-- Begin Input rows --
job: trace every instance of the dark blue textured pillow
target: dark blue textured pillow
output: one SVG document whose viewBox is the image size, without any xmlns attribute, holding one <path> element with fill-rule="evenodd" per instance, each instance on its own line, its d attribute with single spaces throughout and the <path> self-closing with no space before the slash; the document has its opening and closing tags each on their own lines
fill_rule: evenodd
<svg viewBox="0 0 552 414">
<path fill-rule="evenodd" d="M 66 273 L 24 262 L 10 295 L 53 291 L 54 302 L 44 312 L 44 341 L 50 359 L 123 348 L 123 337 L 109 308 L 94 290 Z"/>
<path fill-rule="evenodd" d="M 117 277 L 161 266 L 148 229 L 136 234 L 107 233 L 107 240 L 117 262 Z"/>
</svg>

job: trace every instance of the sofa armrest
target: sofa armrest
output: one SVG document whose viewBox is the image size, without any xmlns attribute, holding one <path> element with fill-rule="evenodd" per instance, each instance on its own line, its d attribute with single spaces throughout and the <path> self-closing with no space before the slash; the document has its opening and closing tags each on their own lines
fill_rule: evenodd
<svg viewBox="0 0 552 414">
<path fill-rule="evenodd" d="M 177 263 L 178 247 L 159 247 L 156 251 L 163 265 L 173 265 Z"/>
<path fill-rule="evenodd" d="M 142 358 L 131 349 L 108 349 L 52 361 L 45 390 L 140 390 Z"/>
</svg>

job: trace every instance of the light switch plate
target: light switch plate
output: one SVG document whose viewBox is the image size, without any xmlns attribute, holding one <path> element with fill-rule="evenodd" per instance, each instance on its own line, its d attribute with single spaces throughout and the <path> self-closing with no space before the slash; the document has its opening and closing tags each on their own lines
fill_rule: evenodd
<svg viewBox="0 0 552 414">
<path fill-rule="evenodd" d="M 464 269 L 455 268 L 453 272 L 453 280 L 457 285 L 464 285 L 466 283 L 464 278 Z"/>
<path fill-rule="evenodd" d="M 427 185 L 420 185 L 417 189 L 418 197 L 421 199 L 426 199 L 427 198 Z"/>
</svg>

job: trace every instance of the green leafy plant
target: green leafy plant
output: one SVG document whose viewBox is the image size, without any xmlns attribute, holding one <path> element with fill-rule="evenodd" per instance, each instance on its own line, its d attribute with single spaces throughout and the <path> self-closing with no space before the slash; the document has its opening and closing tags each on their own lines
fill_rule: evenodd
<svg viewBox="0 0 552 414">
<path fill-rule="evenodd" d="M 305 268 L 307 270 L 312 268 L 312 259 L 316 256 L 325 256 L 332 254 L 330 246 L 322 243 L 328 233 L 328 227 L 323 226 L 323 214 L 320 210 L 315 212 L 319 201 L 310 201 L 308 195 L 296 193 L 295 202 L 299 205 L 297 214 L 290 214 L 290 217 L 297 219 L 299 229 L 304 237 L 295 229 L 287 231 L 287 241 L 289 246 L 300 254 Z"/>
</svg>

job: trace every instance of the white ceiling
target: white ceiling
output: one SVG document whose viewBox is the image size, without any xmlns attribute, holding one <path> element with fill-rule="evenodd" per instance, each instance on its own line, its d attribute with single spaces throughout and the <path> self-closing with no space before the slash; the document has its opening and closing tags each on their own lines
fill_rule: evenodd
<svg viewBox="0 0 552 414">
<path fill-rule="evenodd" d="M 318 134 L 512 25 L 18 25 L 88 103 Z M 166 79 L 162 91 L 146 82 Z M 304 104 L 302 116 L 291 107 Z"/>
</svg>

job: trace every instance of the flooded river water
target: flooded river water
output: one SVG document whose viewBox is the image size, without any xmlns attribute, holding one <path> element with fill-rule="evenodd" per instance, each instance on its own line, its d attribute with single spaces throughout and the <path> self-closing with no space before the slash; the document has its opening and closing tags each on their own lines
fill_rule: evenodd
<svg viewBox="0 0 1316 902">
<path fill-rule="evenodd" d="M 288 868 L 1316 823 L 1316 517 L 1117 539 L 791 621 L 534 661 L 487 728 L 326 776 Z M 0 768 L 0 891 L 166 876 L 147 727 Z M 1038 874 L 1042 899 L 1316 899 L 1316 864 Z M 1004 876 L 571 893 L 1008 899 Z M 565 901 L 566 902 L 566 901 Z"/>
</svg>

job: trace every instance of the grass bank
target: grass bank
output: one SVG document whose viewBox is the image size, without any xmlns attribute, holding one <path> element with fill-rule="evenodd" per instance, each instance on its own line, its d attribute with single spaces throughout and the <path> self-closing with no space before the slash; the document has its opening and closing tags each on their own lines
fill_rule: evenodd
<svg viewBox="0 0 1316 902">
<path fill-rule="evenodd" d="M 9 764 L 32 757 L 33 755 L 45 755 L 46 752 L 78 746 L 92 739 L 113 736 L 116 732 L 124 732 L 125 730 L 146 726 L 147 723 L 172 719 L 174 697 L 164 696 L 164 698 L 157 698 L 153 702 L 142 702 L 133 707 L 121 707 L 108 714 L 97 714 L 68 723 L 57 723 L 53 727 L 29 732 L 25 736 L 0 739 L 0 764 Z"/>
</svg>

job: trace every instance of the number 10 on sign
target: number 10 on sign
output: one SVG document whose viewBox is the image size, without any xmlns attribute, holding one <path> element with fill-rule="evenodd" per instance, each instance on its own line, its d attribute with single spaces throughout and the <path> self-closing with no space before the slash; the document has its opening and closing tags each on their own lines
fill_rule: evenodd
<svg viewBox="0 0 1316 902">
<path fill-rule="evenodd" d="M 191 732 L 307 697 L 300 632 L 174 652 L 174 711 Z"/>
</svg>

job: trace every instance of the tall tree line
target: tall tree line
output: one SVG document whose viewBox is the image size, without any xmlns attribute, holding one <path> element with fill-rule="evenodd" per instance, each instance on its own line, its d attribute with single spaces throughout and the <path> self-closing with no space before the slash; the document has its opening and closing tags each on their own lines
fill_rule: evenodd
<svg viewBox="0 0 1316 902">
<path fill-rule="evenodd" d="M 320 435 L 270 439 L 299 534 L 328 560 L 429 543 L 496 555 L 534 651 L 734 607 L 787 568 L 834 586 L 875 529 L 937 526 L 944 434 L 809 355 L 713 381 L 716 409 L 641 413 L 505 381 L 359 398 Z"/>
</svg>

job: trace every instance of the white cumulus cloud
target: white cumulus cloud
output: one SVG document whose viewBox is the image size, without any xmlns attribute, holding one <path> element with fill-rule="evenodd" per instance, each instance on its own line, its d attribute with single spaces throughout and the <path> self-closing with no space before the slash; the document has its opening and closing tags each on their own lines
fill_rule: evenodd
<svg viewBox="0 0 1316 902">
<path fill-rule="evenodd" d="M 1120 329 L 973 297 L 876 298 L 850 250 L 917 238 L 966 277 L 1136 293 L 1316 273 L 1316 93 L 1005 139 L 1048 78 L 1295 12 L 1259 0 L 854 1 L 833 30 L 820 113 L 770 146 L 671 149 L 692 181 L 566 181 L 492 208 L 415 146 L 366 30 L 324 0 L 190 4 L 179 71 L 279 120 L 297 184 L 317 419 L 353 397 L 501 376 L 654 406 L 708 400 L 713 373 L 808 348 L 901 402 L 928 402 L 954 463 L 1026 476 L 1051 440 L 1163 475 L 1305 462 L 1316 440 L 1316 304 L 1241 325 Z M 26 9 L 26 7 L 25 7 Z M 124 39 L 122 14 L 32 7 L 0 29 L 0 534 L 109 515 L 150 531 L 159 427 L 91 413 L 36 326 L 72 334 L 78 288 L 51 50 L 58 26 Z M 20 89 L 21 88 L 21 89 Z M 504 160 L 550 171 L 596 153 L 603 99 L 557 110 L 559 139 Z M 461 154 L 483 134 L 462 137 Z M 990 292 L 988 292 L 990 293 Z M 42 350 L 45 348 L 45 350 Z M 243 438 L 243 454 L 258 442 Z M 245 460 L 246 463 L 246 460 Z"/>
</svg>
-- End Input rows --
:: Brief ::
Extract every line of the rows above and reproduce each one verbatim, in its original order.

:: Output for this exercise ::
job: trace every instance of the dark blue textured pillow
target: dark blue textured pillow
output: one SVG document whose viewBox is the image size, without any xmlns attribute, holding one <path> element with fill-rule="evenodd" per instance, each instance on its own line, its d attribute with single spaces throughout and the <path> self-closing with no space before the slash; the document has its opening and closing tags each on their own lines
fill_rule: evenodd
<svg viewBox="0 0 552 414">
<path fill-rule="evenodd" d="M 66 273 L 24 262 L 10 295 L 53 291 L 54 302 L 44 312 L 44 341 L 50 359 L 123 348 L 123 337 L 109 308 L 94 290 Z"/>
<path fill-rule="evenodd" d="M 117 277 L 161 266 L 148 229 L 136 234 L 107 233 L 107 240 L 117 262 Z"/>
</svg>

job: trace every instance of the sofa armrest
target: sofa armrest
output: one SVG document whose viewBox is the image size, without any xmlns attribute, holding one <path> element with fill-rule="evenodd" per instance, each instance on its own line, its d attribute with single spaces throughout and the <path> self-closing with no space before the slash; the document has its opening and closing tags each on their own lines
fill_rule: evenodd
<svg viewBox="0 0 552 414">
<path fill-rule="evenodd" d="M 177 263 L 178 247 L 159 247 L 156 251 L 163 265 L 173 265 Z"/>
<path fill-rule="evenodd" d="M 142 358 L 131 349 L 108 349 L 52 361 L 45 390 L 140 390 Z"/>
</svg>

job: trace every instance of the light switch plate
target: light switch plate
output: one SVG document whose viewBox is the image size, without any xmlns attribute, holding one <path> element with fill-rule="evenodd" per instance, each instance on its own line, its d attribute with single spaces throughout and the <path> self-closing with no space before the slash; the document has its opening and closing tags each on their own lines
fill_rule: evenodd
<svg viewBox="0 0 552 414">
<path fill-rule="evenodd" d="M 464 269 L 455 268 L 453 272 L 453 280 L 457 285 L 464 285 L 466 283 L 464 278 Z"/>
<path fill-rule="evenodd" d="M 427 185 L 420 185 L 417 189 L 418 197 L 421 199 L 426 199 L 427 198 Z"/>
</svg>

job: trace every instance of the green leafy plant
target: green leafy plant
output: one SVG document whose viewBox is the image size, without any xmlns attribute, holding one <path> element with fill-rule="evenodd" per instance, each instance on its own line, its d attribute with single spaces throughout and the <path> self-closing with no space before the slash; the document has its opening and closing tags each on their own lines
fill_rule: evenodd
<svg viewBox="0 0 552 414">
<path fill-rule="evenodd" d="M 305 268 L 307 270 L 312 268 L 312 259 L 316 256 L 325 256 L 332 254 L 330 246 L 322 243 L 328 233 L 328 227 L 323 226 L 323 214 L 320 210 L 315 212 L 319 201 L 310 201 L 308 195 L 296 193 L 295 202 L 299 205 L 297 214 L 290 214 L 290 217 L 297 219 L 299 229 L 304 237 L 295 229 L 287 231 L 287 241 L 289 246 L 300 254 Z"/>
</svg>

job: trace every instance of the white ceiling
target: white ceiling
output: one SVG document whose viewBox is the image size, without any xmlns attribute, holding one <path> element with fill-rule="evenodd" per instance, each instance on its own line, its d attribute with single spaces throughout and the <path> self-closing with no space before the slash; the document has its opening and closing tags each on their own lines
fill_rule: evenodd
<svg viewBox="0 0 552 414">
<path fill-rule="evenodd" d="M 318 134 L 512 25 L 18 25 L 88 103 Z M 166 79 L 162 91 L 146 82 Z M 304 104 L 302 116 L 291 107 Z"/>
</svg>

job: trace every instance of the flooded river water
target: flooded river water
output: one SVG document whose viewBox is the image size, without any xmlns attribute, holding one <path> element with fill-rule="evenodd" per instance, each instance on its own line, its d attribute with single spaces throughout and the <path> self-closing with no space before the slash; the document has its opening and closing tags each on their own lines
fill_rule: evenodd
<svg viewBox="0 0 1316 902">
<path fill-rule="evenodd" d="M 288 868 L 1316 823 L 1316 517 L 1117 539 L 791 621 L 534 661 L 487 728 L 326 776 Z M 0 768 L 0 891 L 166 876 L 147 727 Z M 1038 874 L 1042 899 L 1316 899 L 1316 864 Z M 1004 876 L 571 893 L 1008 899 Z M 565 901 L 566 902 L 566 901 Z"/>
</svg>

job: trace every instance of the grass bank
target: grass bank
output: one SVG document whose viewBox is the image size, without any xmlns attribute, holding one <path> element with fill-rule="evenodd" per instance, each instance on its own line, its d attribute with single spaces throughout and the <path> self-closing with no space before the slash; the document has its opening and closing tags each on their own lines
fill_rule: evenodd
<svg viewBox="0 0 1316 902">
<path fill-rule="evenodd" d="M 9 764 L 32 757 L 33 755 L 45 755 L 46 752 L 78 746 L 92 739 L 113 736 L 116 732 L 124 732 L 125 730 L 146 726 L 147 723 L 172 719 L 174 697 L 164 696 L 164 698 L 157 698 L 153 702 L 142 702 L 133 707 L 121 707 L 108 714 L 97 714 L 68 723 L 57 723 L 53 727 L 29 732 L 25 736 L 0 739 L 0 764 Z"/>
</svg>

job: trace every instance of the number 10 on sign
target: number 10 on sign
output: one SVG document whose viewBox is the image size, without any xmlns attribute, holding one <path> element with fill-rule="evenodd" per instance, each instance on its own line, its d attribute with single spaces throughout and the <path> self-closing with no space before the slash; the document has its opening and closing tags each on their own lines
fill_rule: evenodd
<svg viewBox="0 0 1316 902">
<path fill-rule="evenodd" d="M 191 732 L 307 697 L 300 632 L 174 652 L 174 711 Z"/>
</svg>

job: trace every instance of the tall tree line
target: tall tree line
output: one SVG document whose viewBox is the image size, without any xmlns attribute, holding one <path> element with fill-rule="evenodd" per instance, each instance on its own line, its d attribute with single spaces throughout and the <path> self-closing with no space before the slash; the document has its opening and closing tags each on their own lines
fill_rule: evenodd
<svg viewBox="0 0 1316 902">
<path fill-rule="evenodd" d="M 320 435 L 270 439 L 299 534 L 328 560 L 429 543 L 496 555 L 534 651 L 734 607 L 787 568 L 834 586 L 875 529 L 937 526 L 944 434 L 809 355 L 713 381 L 716 409 L 641 413 L 505 381 L 359 398 Z"/>
</svg>

job: trace every instance of the white cumulus cloud
target: white cumulus cloud
output: one SVG document whose viewBox is the image size, without any xmlns attribute, holding one <path> element with fill-rule="evenodd" per instance, each instance on its own line, its d attribute with single spaces throughout and the <path> self-closing with no space before the slash; the document has its opening and closing tags each on their own lines
fill_rule: evenodd
<svg viewBox="0 0 1316 902">
<path fill-rule="evenodd" d="M 1120 329 L 973 297 L 876 298 L 850 250 L 917 238 L 966 277 L 1136 293 L 1316 273 L 1316 93 L 1005 139 L 1048 78 L 1295 12 L 1259 0 L 854 1 L 833 30 L 820 113 L 770 146 L 671 149 L 692 181 L 566 181 L 492 208 L 415 146 L 366 30 L 324 0 L 190 4 L 179 71 L 279 120 L 297 184 L 317 419 L 353 397 L 501 376 L 654 406 L 708 400 L 713 373 L 808 348 L 901 402 L 928 402 L 954 463 L 1026 476 L 1051 440 L 1163 475 L 1305 462 L 1316 440 L 1316 304 L 1241 325 Z M 26 9 L 26 7 L 25 7 Z M 124 39 L 122 14 L 32 7 L 0 29 L 0 534 L 109 515 L 150 531 L 159 427 L 91 413 L 36 326 L 72 334 L 78 288 L 51 50 L 58 26 Z M 20 89 L 21 88 L 21 89 Z M 504 160 L 550 171 L 596 153 L 603 99 L 557 110 L 559 139 Z M 461 154 L 483 134 L 462 137 Z M 990 292 L 988 292 L 990 293 Z M 42 350 L 45 348 L 45 350 Z M 243 438 L 243 454 L 258 442 Z M 245 460 L 246 463 L 246 460 Z"/>
</svg>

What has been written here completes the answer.